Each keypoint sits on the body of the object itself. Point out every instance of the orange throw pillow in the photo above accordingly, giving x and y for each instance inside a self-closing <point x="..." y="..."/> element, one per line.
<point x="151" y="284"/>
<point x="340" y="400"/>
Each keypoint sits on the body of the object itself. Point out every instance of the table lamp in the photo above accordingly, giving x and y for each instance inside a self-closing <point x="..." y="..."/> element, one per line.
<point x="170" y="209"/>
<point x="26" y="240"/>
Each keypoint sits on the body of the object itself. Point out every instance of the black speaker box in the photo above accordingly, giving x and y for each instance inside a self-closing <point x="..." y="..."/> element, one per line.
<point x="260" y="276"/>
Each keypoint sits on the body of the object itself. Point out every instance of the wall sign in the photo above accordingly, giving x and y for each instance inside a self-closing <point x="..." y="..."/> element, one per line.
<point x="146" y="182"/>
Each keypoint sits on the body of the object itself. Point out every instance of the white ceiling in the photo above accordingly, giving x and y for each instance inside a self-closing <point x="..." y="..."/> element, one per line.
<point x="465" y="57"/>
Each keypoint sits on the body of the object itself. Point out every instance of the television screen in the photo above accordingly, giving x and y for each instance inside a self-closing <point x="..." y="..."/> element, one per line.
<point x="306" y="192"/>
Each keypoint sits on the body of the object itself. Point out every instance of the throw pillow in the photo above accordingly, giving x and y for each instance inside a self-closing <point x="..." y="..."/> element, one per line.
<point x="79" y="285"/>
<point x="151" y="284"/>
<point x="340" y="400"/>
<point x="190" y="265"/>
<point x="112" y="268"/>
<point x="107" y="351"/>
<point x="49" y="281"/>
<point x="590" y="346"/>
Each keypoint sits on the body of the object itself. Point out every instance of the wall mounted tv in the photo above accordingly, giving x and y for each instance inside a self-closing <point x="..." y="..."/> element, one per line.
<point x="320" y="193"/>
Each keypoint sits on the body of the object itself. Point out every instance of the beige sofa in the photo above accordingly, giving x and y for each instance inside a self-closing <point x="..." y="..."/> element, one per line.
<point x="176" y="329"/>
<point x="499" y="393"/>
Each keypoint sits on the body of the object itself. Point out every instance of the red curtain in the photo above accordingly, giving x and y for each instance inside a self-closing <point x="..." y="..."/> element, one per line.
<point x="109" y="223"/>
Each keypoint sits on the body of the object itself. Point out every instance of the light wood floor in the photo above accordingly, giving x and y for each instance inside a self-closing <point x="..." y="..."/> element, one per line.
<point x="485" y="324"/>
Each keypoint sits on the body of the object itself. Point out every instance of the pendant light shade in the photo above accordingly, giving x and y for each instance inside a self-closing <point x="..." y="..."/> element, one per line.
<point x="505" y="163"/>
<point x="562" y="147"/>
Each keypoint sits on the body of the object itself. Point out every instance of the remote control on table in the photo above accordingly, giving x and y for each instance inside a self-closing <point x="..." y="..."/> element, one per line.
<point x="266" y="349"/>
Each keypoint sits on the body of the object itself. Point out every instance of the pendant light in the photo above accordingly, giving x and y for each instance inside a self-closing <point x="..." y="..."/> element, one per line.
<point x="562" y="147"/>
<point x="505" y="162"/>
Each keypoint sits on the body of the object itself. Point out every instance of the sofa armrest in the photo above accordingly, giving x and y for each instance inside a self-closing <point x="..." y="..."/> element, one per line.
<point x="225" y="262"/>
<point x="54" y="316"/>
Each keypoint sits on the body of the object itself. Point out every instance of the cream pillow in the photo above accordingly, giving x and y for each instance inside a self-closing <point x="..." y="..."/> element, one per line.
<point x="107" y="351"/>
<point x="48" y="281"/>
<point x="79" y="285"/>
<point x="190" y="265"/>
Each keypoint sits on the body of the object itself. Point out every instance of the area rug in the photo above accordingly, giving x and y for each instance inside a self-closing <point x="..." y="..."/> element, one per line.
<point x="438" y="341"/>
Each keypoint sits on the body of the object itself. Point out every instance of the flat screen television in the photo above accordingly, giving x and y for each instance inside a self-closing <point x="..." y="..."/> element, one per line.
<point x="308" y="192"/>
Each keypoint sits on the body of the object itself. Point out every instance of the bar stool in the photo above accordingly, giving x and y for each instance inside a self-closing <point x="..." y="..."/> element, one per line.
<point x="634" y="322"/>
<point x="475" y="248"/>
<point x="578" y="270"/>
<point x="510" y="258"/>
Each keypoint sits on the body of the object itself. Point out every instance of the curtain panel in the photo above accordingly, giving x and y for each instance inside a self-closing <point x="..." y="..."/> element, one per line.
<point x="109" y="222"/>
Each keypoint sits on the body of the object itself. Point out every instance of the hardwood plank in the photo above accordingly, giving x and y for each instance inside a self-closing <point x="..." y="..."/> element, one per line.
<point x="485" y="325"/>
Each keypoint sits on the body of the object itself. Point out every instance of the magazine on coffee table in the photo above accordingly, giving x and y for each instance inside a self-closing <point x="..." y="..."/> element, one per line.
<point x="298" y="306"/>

----

Task to complete | Reproduce all the data precisely, word for word.

Solved exercise |
Each keypoint sits on the body of the object itself. Point out every instance of the orange throw pillow in the photo above accordingly, giving x and y for each instance inside a self-closing <point x="..." y="..."/> element, one per line.
<point x="151" y="284"/>
<point x="340" y="400"/>
Each keypoint sits on the body of the object itself. Point out every instance of the table lamp in the photo above accordingly, giving x and y for each instance inside a self-closing <point x="..." y="..."/> element, one per line.
<point x="170" y="209"/>
<point x="26" y="240"/>
Each keypoint sits on the body of the object itself. Point out every instance of the black speaker box in the photo above accordingly, giving x and y for each instance inside a self-closing <point x="..." y="..."/> element, one per line.
<point x="260" y="276"/>
Each keypoint sits on the body of the object itself. Point out every instance of the wall sign in the photo above accordingly, giving x and y for each instance inside a self-closing <point x="..." y="..."/> element, one per line.
<point x="146" y="182"/>
Each keypoint sits on the body of the object itself. Point out every instance of the white ceiling in the photo above accordingly, giving x and y for each instance inside a self-closing <point x="..." y="..."/> element, one per line.
<point x="465" y="57"/>
Each keypoint sits on the body of the object itself. Point out every instance of the television screen in the photo above accordingly, giving x and y for each instance inside a self-closing <point x="..." y="..."/> element, one per line.
<point x="306" y="192"/>
Each keypoint sits on the body of the object itself. Point out every instance of the throw pillow in the photo above accordingly, giving x and y for each instance inside a self-closing <point x="..." y="..."/> element, one per line.
<point x="79" y="285"/>
<point x="151" y="284"/>
<point x="340" y="400"/>
<point x="190" y="265"/>
<point x="112" y="268"/>
<point x="107" y="351"/>
<point x="49" y="281"/>
<point x="590" y="346"/>
Each keypoint sits on the body of the object itself. Point out every instance of the wall mounted tv in the photo above accordingly, giving x and y for each instance inside a self-closing <point x="..." y="..."/> element, one per line.
<point x="320" y="193"/>
Each keypoint sits on the body of the object itself. Point out every instance of the beige sofa in the photo above accordingly, giving x and y for each instance inside a self-closing <point x="..." y="..."/> element, one per line.
<point x="176" y="329"/>
<point x="499" y="393"/>
Each keypoint sits on the body of the object itself. Point out every instance of the red curtain in the photo above accordingly, giving x and y for each instance inside a self-closing <point x="..." y="..."/> element, one per line.
<point x="109" y="223"/>
Each keypoint sits on the body of the object itself. Point out every instance of the light wood floor in the photo above accordingly, giving x and y for each instance inside a self-closing <point x="..." y="..."/> element, one per line.
<point x="485" y="324"/>
Each keypoint sits on the body of the object itself. Point out every instance of the pendant light shade in the photo above accordingly, giving x and y for each instance inside a self-closing <point x="..." y="..."/> element, one per line.
<point x="505" y="163"/>
<point x="562" y="147"/>
Each keypoint sits on the body of the object itself. Point out every instance of the remote control on table in the photo above accordingly, giving x and y for each instance inside a self-closing <point x="..." y="..."/> element, one per line.
<point x="266" y="349"/>
Each keypoint sits on the body of the object itself. Point out every instance of the pendant light in the photo above accordingly, giving x and y for each instance inside a self-closing <point x="..." y="..."/> element, one per line.
<point x="562" y="147"/>
<point x="505" y="162"/>
Each keypoint sits on the body of the object itself. Point out every instance of the sofa armrest in the photo above accordingly, giving x and y for each instance inside a self-closing <point x="..." y="..."/> element, one per line.
<point x="225" y="262"/>
<point x="54" y="316"/>
Each keypoint sits on the body of the object itself. Point out every instance of the cream pillow in the photo above accordingly, giving x and y for each instance inside a self-closing <point x="..." y="..."/> element, one per line.
<point x="107" y="351"/>
<point x="48" y="281"/>
<point x="79" y="285"/>
<point x="190" y="265"/>
Each keypoint sits on the body of the object itself. Point out every instance of the area rug in the photo above accordingly, giving x and y for each instance inside a self-closing <point x="..." y="..."/> element, one per line.
<point x="438" y="341"/>
Each keypoint sits on the body of the object itself. Point out every instance of the flat screen television in the photo above accordingly, giving x and y for each instance inside a self-closing <point x="..." y="..."/> element, one per line.
<point x="308" y="192"/>
Each keypoint sits on the body of the object itself. Point out every instance of the bar stool in the photo above accordingly, giving x and y for each instance inside a self-closing <point x="..." y="..."/> element, one per line.
<point x="634" y="322"/>
<point x="475" y="248"/>
<point x="578" y="270"/>
<point x="510" y="258"/>
Each keypoint sits on the body of the object itself. Point out every instance of the curtain panel in the photo above accordingly, giving x and y for each instance inside a self-closing <point x="..." y="..."/> element, one per line.
<point x="109" y="222"/>
Each keypoint sits on the body of the object itself. Point out every instance of the hardwood plank in the photo above accordingly, giving x and y for each instance inside a self-closing <point x="..." y="..."/> element, one per line.
<point x="485" y="325"/>
Each keypoint sits on the body of the object itself. Point out every instance of the magazine on coffee table in the photo above accordingly, giving x and y for each instance inside a self-closing <point x="..." y="..."/> element, one per line.
<point x="298" y="306"/>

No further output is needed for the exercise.